* **TO DO**
Exactly the lines from the one with "Expected: one point per instance of the man's dark" through the last line of the listing must be given again.

=-=-=

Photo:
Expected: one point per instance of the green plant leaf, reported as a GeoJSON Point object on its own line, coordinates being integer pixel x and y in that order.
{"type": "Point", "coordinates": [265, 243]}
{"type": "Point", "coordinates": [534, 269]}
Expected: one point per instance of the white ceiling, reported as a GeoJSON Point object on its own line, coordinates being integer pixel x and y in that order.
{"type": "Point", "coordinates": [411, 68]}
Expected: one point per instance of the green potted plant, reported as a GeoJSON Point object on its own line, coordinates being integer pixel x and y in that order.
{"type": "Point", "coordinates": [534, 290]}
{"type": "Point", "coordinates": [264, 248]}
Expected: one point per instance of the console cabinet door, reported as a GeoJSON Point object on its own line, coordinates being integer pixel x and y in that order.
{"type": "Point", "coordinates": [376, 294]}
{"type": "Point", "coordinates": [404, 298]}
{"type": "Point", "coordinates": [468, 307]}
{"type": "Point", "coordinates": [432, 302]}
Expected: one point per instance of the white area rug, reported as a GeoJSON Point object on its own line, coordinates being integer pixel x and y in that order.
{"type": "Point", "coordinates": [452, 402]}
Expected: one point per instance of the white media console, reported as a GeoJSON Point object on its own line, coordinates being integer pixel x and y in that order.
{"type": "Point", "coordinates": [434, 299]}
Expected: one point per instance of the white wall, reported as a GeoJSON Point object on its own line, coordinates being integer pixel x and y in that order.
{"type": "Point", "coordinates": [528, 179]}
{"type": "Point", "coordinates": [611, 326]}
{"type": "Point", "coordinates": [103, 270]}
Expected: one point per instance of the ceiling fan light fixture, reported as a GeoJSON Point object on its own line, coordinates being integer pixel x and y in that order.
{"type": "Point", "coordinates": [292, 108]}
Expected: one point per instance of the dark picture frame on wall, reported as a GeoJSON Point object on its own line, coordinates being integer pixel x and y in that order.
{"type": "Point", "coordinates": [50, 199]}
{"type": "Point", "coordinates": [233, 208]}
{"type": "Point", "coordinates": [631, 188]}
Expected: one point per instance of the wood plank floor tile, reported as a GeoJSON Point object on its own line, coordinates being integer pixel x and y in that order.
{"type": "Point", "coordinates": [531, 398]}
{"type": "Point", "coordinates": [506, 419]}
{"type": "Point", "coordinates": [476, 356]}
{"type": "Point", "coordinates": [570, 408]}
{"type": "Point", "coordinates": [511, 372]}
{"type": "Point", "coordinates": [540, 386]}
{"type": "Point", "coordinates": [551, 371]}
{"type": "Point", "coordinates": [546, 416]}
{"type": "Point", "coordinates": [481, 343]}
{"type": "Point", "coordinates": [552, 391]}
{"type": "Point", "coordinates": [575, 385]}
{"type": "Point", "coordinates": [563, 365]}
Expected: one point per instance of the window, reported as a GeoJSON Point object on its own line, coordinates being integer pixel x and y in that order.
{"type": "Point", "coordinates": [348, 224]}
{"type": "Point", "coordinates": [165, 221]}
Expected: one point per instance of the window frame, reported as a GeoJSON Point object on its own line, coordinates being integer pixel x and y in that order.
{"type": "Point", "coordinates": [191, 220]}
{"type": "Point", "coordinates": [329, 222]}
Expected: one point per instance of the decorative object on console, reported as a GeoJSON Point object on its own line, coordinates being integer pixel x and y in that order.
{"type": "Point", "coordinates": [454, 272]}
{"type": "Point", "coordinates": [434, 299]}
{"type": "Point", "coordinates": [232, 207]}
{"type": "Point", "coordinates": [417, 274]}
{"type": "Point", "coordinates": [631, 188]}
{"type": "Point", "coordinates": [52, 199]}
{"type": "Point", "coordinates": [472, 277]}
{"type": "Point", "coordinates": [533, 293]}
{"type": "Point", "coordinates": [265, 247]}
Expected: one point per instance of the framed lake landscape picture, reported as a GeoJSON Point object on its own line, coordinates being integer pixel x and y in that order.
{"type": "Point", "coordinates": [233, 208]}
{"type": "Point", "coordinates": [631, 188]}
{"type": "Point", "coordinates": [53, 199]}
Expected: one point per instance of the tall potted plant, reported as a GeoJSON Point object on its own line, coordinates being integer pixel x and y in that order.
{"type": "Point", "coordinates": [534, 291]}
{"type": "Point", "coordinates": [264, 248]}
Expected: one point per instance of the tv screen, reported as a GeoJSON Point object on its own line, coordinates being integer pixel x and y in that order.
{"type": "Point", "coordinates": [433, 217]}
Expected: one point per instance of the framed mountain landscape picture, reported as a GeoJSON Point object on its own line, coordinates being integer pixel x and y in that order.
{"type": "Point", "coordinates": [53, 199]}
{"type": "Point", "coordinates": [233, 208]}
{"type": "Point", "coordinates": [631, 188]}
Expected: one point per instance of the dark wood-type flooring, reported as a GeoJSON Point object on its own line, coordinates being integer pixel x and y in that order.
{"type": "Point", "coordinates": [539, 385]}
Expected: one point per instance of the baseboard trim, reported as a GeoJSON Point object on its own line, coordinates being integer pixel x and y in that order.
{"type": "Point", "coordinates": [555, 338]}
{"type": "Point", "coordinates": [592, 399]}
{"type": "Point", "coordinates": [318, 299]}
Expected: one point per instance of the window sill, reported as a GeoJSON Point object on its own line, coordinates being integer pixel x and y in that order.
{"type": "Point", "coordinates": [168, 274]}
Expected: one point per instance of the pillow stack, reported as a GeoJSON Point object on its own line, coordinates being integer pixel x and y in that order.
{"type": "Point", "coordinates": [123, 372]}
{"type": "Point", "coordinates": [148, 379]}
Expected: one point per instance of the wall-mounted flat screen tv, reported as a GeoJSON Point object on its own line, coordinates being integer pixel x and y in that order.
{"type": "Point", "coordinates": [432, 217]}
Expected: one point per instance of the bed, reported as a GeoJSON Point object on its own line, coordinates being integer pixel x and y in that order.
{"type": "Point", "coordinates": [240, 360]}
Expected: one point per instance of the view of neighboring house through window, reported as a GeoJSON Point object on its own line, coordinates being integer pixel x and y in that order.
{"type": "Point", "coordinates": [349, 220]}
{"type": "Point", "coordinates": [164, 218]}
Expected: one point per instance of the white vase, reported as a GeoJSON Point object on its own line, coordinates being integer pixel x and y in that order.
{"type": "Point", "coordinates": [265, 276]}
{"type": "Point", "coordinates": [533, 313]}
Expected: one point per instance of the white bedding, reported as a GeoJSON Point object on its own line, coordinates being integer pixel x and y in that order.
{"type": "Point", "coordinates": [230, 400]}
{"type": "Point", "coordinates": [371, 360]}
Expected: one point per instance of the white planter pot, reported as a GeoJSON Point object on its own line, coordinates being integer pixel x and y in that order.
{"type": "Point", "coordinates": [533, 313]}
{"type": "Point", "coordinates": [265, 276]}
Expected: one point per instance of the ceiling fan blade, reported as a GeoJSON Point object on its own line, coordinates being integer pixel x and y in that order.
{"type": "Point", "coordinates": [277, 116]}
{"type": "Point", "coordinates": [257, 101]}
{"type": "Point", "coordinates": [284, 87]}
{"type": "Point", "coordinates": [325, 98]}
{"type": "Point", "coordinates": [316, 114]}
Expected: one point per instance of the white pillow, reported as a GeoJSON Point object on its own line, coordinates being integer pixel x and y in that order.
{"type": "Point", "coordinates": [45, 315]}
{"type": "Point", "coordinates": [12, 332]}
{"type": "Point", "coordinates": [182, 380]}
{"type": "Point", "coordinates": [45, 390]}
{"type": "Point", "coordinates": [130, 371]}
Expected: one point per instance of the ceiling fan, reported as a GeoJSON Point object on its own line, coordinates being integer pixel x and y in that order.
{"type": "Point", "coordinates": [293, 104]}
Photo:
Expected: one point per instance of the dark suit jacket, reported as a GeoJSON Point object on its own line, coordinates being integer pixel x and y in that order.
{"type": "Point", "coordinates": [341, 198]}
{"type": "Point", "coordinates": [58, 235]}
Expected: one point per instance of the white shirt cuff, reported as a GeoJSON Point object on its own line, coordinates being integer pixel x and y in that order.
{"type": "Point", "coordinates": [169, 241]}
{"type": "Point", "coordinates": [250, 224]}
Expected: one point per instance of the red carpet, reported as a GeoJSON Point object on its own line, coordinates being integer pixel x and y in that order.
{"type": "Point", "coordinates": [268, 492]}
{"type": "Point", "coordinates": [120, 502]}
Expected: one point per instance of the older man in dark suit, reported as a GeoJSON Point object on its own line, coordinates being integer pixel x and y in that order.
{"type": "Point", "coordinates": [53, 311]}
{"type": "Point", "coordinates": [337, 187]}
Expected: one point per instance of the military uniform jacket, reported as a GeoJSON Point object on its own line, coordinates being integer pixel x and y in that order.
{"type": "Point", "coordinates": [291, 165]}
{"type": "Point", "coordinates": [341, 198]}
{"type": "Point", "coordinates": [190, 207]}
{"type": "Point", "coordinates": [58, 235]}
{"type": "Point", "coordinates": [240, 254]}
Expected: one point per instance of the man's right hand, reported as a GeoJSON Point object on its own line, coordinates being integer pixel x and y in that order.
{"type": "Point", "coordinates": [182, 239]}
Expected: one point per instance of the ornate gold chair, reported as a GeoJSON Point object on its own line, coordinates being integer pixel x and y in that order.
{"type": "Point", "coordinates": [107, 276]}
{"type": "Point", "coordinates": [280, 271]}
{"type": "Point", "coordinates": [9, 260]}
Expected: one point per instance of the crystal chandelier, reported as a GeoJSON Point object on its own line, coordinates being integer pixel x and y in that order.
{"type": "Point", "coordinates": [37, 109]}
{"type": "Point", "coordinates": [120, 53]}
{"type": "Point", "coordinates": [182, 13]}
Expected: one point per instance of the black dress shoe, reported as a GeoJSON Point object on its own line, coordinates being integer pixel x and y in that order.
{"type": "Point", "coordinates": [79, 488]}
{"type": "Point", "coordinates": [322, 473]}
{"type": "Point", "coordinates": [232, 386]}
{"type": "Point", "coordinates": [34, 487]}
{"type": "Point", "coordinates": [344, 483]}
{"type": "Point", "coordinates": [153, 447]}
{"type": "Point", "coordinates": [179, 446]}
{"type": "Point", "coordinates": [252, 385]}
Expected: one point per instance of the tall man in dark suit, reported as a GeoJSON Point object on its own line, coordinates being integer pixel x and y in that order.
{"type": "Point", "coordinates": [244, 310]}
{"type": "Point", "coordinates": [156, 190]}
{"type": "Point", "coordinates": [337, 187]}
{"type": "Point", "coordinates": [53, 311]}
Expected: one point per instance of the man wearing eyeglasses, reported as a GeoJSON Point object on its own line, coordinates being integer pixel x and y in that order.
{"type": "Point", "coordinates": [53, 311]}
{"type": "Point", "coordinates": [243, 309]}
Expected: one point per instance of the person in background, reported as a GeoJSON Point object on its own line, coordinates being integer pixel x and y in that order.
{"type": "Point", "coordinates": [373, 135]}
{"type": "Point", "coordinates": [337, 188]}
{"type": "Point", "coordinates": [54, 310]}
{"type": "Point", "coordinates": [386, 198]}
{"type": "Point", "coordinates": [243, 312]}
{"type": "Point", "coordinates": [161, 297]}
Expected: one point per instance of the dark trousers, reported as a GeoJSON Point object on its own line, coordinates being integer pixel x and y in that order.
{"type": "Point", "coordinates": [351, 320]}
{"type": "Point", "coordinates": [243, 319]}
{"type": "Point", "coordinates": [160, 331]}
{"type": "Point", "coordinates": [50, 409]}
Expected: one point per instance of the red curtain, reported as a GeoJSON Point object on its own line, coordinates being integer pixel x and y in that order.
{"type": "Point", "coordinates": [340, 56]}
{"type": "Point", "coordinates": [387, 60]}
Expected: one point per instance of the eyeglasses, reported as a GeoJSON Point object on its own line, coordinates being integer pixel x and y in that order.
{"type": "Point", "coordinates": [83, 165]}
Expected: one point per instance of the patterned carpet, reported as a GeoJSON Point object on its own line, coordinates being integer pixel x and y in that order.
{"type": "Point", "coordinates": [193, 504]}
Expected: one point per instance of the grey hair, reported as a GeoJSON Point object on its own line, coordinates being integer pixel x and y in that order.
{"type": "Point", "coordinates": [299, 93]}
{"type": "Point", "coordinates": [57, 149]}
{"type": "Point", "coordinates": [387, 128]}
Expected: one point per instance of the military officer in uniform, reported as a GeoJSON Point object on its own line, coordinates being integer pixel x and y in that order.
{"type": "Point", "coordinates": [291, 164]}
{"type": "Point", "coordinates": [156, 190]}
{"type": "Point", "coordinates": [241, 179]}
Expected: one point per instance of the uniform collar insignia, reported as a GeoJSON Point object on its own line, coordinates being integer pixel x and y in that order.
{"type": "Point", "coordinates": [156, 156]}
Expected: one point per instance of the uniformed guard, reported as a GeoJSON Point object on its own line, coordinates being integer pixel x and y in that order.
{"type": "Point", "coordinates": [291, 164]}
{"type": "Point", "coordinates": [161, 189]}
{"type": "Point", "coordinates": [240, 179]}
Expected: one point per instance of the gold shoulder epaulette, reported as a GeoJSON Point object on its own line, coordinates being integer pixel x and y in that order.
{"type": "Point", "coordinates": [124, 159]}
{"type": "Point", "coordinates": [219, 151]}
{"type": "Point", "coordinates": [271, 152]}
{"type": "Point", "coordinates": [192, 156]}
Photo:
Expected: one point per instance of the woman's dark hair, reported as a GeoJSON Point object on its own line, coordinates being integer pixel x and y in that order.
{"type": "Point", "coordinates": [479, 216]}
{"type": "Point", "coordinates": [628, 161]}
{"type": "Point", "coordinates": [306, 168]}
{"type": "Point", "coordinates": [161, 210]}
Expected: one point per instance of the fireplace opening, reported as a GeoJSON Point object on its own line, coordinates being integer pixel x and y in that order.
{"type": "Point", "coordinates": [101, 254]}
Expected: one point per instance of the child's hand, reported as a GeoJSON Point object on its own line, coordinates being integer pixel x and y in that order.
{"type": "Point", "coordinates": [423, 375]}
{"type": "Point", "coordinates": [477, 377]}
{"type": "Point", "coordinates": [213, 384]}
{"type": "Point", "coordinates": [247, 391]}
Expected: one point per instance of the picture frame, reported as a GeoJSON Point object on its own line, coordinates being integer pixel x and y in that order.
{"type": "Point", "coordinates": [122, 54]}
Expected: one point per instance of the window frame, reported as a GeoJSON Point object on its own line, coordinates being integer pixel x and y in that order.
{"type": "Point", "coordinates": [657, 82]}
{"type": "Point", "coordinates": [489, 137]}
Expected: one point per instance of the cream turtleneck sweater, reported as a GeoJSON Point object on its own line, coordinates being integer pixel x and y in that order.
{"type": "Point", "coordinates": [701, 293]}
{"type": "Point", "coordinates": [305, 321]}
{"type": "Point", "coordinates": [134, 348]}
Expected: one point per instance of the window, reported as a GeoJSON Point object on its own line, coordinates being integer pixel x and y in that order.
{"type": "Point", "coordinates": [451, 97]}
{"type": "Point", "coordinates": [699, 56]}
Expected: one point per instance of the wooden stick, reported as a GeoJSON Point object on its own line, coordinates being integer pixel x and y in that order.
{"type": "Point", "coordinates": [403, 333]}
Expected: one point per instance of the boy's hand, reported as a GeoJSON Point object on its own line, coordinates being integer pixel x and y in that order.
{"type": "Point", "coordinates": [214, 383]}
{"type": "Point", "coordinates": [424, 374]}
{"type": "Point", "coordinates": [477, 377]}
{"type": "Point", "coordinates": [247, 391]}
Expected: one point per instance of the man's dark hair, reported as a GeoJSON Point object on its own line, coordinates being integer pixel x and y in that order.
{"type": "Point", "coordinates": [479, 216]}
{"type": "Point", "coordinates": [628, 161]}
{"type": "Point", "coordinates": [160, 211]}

=-=-=

* **SOLUTION FOR THIS EXERCISE**
Expected: one point per instance of the man's dark hair, reported as a GeoJSON Point object on its own line, coordinates being integer pixel x and y in that order.
{"type": "Point", "coordinates": [479, 216]}
{"type": "Point", "coordinates": [628, 161]}
{"type": "Point", "coordinates": [160, 211]}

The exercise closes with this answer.